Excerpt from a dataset
------

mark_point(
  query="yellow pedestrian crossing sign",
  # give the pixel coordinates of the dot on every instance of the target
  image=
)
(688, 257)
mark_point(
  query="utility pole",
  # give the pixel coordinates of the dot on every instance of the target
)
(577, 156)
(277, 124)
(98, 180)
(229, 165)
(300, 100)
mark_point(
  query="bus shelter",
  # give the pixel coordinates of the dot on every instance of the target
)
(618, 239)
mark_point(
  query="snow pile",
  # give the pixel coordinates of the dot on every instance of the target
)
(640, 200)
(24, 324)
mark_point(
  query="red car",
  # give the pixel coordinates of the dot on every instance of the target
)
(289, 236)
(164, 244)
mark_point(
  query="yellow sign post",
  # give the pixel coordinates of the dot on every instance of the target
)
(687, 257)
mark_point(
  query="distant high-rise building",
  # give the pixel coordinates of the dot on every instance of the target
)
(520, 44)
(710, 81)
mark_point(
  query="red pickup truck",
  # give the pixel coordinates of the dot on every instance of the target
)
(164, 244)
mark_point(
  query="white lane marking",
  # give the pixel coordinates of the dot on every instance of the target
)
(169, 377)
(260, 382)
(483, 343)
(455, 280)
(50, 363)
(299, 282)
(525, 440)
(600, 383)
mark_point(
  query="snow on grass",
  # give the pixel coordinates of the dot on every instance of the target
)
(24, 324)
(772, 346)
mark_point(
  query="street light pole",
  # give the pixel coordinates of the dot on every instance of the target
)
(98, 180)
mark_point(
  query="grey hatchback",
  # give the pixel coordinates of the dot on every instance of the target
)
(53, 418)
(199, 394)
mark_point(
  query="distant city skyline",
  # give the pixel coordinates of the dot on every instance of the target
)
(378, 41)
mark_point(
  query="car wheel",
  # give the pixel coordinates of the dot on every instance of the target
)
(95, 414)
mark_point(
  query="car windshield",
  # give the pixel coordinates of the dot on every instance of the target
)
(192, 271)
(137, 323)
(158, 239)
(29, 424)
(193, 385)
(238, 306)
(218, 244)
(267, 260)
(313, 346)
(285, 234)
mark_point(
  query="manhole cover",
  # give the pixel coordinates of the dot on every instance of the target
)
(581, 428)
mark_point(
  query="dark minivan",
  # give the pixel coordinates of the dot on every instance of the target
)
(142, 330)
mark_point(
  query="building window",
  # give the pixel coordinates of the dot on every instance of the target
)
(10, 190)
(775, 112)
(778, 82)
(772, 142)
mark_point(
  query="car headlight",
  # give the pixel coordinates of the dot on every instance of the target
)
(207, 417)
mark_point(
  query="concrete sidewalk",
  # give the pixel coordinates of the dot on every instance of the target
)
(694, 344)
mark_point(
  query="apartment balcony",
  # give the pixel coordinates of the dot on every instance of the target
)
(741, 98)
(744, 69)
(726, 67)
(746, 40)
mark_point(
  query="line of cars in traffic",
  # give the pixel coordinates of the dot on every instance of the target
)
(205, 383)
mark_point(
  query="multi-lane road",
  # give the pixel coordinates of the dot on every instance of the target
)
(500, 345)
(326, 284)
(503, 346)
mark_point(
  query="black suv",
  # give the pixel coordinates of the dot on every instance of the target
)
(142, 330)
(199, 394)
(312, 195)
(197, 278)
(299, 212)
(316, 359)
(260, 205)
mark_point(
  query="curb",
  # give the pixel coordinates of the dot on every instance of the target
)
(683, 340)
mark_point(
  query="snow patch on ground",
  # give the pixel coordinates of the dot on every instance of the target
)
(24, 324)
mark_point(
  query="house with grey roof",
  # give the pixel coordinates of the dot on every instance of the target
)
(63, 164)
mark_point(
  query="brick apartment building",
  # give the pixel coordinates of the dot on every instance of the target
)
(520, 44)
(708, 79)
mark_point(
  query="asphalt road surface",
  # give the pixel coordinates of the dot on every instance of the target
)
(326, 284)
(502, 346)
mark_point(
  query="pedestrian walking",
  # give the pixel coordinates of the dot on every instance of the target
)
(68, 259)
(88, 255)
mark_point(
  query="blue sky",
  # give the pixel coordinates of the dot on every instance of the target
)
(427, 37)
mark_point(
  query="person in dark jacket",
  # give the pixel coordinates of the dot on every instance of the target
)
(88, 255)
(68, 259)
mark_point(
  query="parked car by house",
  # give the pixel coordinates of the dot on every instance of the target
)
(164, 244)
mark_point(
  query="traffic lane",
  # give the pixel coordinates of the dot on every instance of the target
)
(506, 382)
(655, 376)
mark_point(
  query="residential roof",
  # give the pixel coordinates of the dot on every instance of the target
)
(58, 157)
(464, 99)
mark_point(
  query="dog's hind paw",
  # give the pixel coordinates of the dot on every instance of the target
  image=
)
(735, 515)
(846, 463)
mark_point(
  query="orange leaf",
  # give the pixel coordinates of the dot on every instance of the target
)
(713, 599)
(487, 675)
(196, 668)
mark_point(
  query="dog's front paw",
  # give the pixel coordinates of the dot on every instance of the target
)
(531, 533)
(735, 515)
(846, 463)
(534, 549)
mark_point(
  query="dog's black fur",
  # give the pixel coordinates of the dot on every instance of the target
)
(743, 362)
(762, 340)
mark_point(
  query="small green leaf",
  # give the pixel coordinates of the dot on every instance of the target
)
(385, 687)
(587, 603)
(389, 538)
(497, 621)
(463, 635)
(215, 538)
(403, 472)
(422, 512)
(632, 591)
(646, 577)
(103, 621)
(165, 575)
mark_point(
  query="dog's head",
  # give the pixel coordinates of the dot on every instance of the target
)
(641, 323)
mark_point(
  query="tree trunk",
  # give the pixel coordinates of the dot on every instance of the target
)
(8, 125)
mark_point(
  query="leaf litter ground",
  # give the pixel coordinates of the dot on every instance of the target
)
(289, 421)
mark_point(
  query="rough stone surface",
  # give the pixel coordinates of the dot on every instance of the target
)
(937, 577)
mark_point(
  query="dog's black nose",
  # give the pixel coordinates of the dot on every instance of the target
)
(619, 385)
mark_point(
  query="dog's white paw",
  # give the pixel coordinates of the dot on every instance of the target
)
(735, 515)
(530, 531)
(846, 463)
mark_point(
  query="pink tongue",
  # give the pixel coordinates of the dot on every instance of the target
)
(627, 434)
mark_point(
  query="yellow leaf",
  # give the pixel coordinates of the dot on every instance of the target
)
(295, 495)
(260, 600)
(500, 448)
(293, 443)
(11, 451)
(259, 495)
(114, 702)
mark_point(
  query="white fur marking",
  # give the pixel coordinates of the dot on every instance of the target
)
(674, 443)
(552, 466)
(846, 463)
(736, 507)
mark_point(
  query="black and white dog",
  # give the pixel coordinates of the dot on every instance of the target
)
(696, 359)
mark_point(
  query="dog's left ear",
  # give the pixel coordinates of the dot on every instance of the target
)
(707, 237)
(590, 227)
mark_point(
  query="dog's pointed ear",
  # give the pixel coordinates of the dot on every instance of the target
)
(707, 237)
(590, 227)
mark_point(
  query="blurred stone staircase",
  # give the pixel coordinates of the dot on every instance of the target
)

------

> [What the exercise asks]
Type the material above out again, exactly.

> [Result]
mark_point(
  query="yellow pedestrian crossing sign",
  # give the pixel coordinates of the dot on every instance of the target
  image=
)
(688, 257)
mark_point(
  query="utility pole",
  # give the pixel coordinates of the dot on every instance of the target
)
(577, 156)
(277, 124)
(98, 180)
(229, 165)
(300, 100)
mark_point(
  query="bus shelter",
  # give the pixel coordinates of the dot on every instance of the target
)
(618, 239)
mark_point(
  query="snow pile",
  # give the pixel coordinates of the dot on every instance of the target
)
(640, 200)
(24, 324)
mark_point(
  query="red car",
  # give the pixel coordinates of the dot on every instance of the target
)
(289, 236)
(164, 244)
mark_point(
  query="yellow sign post",
  # give the pixel coordinates of the dot on every instance of the target
)
(687, 257)
mark_point(
  query="distant high-rise building",
  # give the pixel coordinates of the dot on every instance of the target
)
(520, 44)
(710, 81)
mark_point(
  query="red pickup truck",
  # give the pixel coordinates of the dot on every instance of the target
)
(164, 244)
mark_point(
  query="white lane marking",
  # give the pixel coordinates of the dot on every instance of the target
)
(169, 377)
(260, 382)
(483, 343)
(455, 280)
(50, 363)
(299, 282)
(525, 440)
(600, 383)
mark_point(
  query="snow on grass",
  # give the pixel coordinates of the dot on every instance of the target
)
(24, 324)
(772, 346)
mark_point(
  query="street light pole",
  # give the pixel coordinates of the dot on every instance of the target
)
(98, 180)
mark_point(
  query="grey hatchback",
  # give the pixel coordinates of the dot on every instance of the target
)
(53, 418)
(199, 394)
mark_point(
  query="distant city skyline",
  # give the pixel coordinates of the dot on every instance of the target
)
(378, 41)
mark_point(
  query="car wheel",
  # give the pixel coordinates of the dot on every instance of the target
)
(95, 414)
mark_point(
  query="car windshield",
  # give the pixel coordinates of the dot on every instance of the target
)
(192, 271)
(137, 323)
(158, 239)
(29, 424)
(193, 385)
(238, 306)
(218, 244)
(267, 260)
(313, 346)
(285, 234)
mark_point(
  query="manhole cover",
  # give the pixel coordinates of the dot on every instance of the target
)
(581, 428)
mark_point(
  query="dark minivan",
  # give the pixel coordinates of the dot on every instance of the target
)
(142, 330)
mark_point(
  query="building window",
  # give the pixel coordinates of the dot on every instance of the target
)
(10, 190)
(775, 112)
(778, 82)
(772, 142)
mark_point(
  query="car headlight",
  # give the pixel coordinates of the dot on every instance of the target
)
(207, 417)
mark_point(
  query="concrete sidewalk",
  # give the pixel coordinates of the dot on every instance of the target
)
(694, 344)
mark_point(
  query="apartment balcony",
  # give the pixel coordinates of the dot on every instance of the target
)
(741, 98)
(744, 69)
(726, 67)
(746, 40)
mark_point(
  query="line of cars in traffic",
  # give the pixel coordinates of the dot on every instance of the target
)
(205, 383)
mark_point(
  query="multi-lane road",
  # give the pixel coordinates of the dot on every instance of the target
)
(500, 345)
(326, 284)
(503, 346)
mark_point(
  query="black suv",
  # give the pixel coordinates of the dot on every instance of the target
)
(142, 330)
(199, 394)
(312, 195)
(197, 278)
(299, 212)
(316, 359)
(260, 205)
mark_point(
  query="curb",
  # give the pixel coordinates of the dot on every instance of the target
)
(683, 340)
mark_point(
  query="snow patch on ground",
  # give the pixel coordinates of the dot on every instance of the target
)
(24, 324)
mark_point(
  query="house with grey roof",
  # give the pixel coordinates of the dot on every instance of the target
)
(63, 164)
mark_point(
  query="brick apartment building",
  # give the pixel coordinates of the dot on every instance of the target
)
(520, 44)
(708, 79)
mark_point(
  query="asphalt road surface",
  # give the pixel coordinates of the dot on every instance of the target
)
(326, 284)
(502, 346)
mark_point(
  query="pedestrian walking",
  # give the pixel coordinates of the dot on every instance of the target
)
(68, 259)
(88, 255)
mark_point(
  query="blue sky",
  # give the pixel coordinates of the dot on every instance of the target
)
(427, 37)
mark_point(
  query="person in dark jacket",
  # give the pixel coordinates of the dot on every instance of the target
)
(88, 255)
(68, 259)
mark_point(
  query="parked car by house",
  # give the pixel coordinates of the dot on every instance of the target
)
(164, 244)
mark_point(
  query="traffic lane",
  # give the pixel coordinates of the dot on every instance of the target
)
(506, 382)
(655, 376)
mark_point(
  query="residential roof",
  # give the pixel coordinates of the dot on every instance of the target
)
(58, 157)
(464, 99)
mark_point(
  query="dog's hind paw",
  # give the pixel coordinates of the dot on every instance of the target
  image=
)
(735, 515)
(846, 463)
mark_point(
  query="orange leaf",
  # give the pixel coordinates of the dot on every instance of the target
)
(713, 599)
(487, 675)
(196, 668)
mark_point(
  query="dog's front paw",
  # give the pixel coordinates of the dot on every instance of the target
)
(531, 533)
(735, 515)
(846, 463)
(534, 549)
mark_point(
  query="dog's black fur",
  # give the pixel coordinates of the dot on every instance of the target
)
(743, 362)
(762, 340)
mark_point(
  query="small green leaf",
  # give the pixel coordinates of the dot on every instance of the target
)
(385, 687)
(587, 603)
(389, 538)
(497, 621)
(463, 635)
(215, 538)
(403, 472)
(422, 512)
(632, 591)
(646, 577)
(103, 621)
(165, 575)
mark_point(
  query="dog's head",
  # give the pixel coordinates of the dot on every instance of the target
)
(641, 323)
mark_point(
  query="tree trunk",
  # give the pixel coordinates of the dot on every instance of the target
)
(8, 125)
mark_point(
  query="leaf litter ground",
  # give the pixel coordinates of the dot on every instance of the target
)
(289, 421)
mark_point(
  query="rough stone surface",
  # give the pixel coordinates of the dot on every instance of the target
)
(937, 577)
mark_point(
  query="dog's black nose",
  # give the pixel coordinates of the dot on every instance of the target
)
(619, 385)
mark_point(
  query="dog's white paw",
  # give the pixel coordinates of the dot on every instance of the target
)
(735, 515)
(530, 531)
(846, 463)
mark_point(
  query="pink tongue",
  # give the pixel coordinates of the dot on every instance of the target
)
(627, 434)
mark_point(
  query="yellow leaf",
  # give the pixel coordinates of the dot on every instance of the target
)
(295, 495)
(260, 600)
(500, 448)
(293, 443)
(11, 451)
(259, 495)
(114, 702)
mark_point(
  query="white fur marking",
  # give the pixel coordinates of the dot on every instance of the target
)
(674, 443)
(552, 466)
(846, 463)
(736, 507)
mark_point(
  query="black and white dog",
  # give the pixel coordinates of the dot on every instance of the target
)
(696, 359)
mark_point(
  query="dog's left ear",
  # give the pixel coordinates of the dot on every instance of the target
)
(707, 237)
(590, 227)
mark_point(
  query="dog's pointed ear",
  # give the pixel coordinates of the dot on every instance of the target
)
(707, 237)
(590, 227)
mark_point(
  query="blurred stone staircase",
  # give the pixel coordinates of the dot on every instance of the target
)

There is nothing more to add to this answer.